Document extract
Using pandas and loops, we can confirm that the dataset contains missing values. Knowing that it is possible for Airbnb listings to have 0 reviews, with a matching value for reviews per month tells us that these are most likely not bad data. Name and host name on the other hand are columns that should have data, so removing these could be a good idea, but would need more research into those individual listings to determine the quality.

One example of dealing with missing values would be replacing some null values with 0. Since blank fields within the reviews per month column most likely mean there aren't any reviews for that listing, I could put 0 instead.

In [11]:
# Replacing null values in reviews per month with 0 
nyc_airbnb_df["reviews_per_month"].fillna(0, inplace = True)

In [12]:
# Previewing data after replacing null values
nyc_airbnb_df['reviews_per_month'].head()

0    0.21
1    0.38
2    0.00
3    4.64
4    0.10
Name: reviews_per_month, dtype: float64

#### Looking for Outliers

In [13]:
# Verifing that fields are the expected data type by looping through the data and storing results in a dictionary

datatypes = {} 

# Creating dictionary of different possible data types
start_dict = {'digit': 0, 'boolean': 0,
              'empty': 0, 'time_related': 0,
              'text': 0, 'unknown': 0
              } 

# Looping through data, performing initial type checks, storing values in corresponding type key
for row in zipped_data:
    for item in row:
        header = item[0][1]
        value = item[1]
        key = 'unknown' 
        if value.isdigit(): 
            key = 'digit'
        elif value in ['Yes', 'No', 'True', 'False']: 
            key = 'boolean'
        elif value.isspace(): 
            key = 'empty'
        elif value.find('/') > 0 or value.find(':') > 0: 
            key = 'time_related'
        elif value.isalpha(): 
            key = 'text'
        if header not in datatypes.keys(): 
            datatypes[header] = start_dict.copy()

Data supplied
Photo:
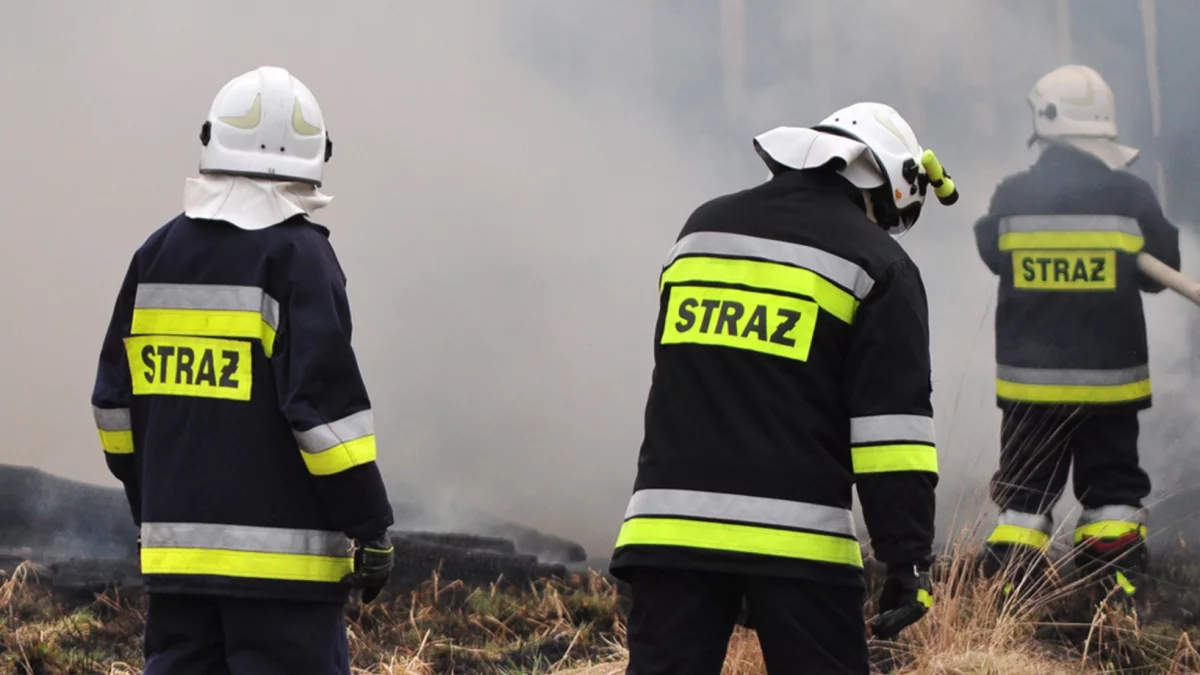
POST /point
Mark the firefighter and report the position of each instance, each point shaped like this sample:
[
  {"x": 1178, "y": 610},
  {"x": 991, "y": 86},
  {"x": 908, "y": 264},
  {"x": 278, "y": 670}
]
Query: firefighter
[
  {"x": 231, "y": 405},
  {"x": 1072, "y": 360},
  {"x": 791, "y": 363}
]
--
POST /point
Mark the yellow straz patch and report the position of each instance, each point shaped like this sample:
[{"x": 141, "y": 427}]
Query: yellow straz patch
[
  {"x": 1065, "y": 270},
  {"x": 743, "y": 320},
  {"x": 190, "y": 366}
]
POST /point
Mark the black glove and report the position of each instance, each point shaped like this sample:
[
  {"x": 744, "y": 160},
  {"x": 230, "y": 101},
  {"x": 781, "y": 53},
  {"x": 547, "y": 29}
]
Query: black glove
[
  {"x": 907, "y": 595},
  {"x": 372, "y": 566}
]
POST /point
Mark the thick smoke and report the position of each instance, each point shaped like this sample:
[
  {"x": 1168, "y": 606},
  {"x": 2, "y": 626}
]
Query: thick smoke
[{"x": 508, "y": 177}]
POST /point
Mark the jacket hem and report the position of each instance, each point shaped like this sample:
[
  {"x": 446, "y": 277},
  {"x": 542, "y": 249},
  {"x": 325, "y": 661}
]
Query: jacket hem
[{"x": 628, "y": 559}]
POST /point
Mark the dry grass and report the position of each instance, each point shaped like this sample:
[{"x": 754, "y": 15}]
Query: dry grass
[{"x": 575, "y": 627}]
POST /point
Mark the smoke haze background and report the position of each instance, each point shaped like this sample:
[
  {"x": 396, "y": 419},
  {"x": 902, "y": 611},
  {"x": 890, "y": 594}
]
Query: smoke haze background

What you need to do
a – Summarize the Airbnb data excerpt in two sentences.
b – From the Airbnb data excerpt, return the passage that begins at the words "One example of" and stops after the words "nyc_airbnb_df['reviews_per_month'].head()", with no changes.
The lines above have no connection to the Airbnb data excerpt.

Response list
a – The Airbnb data excerpt confirms that the dataset contains missing values, treats blank reviews-per-month fields as listings that most likely have no reviews, and replaces those nulls with 0. It then begins checking for outliers by looping through the data and counting each field's values under expected data types stored in a dictionary.

b –
One example of dealing with missing values would be replacing some null values with 0. Since blank fields within the reviews per month column most likely mean there aren't any reviews for that listing, I could put 0 instead.

In [11]:
# Replacing null values in reviews per month with 0 
nyc_airbnb_df["reviews_per_month"].fillna(0, inplace = True)

In [12]:
# Previewing data after replacing null values
nyc_airbnb_df['reviews_per_month'].head()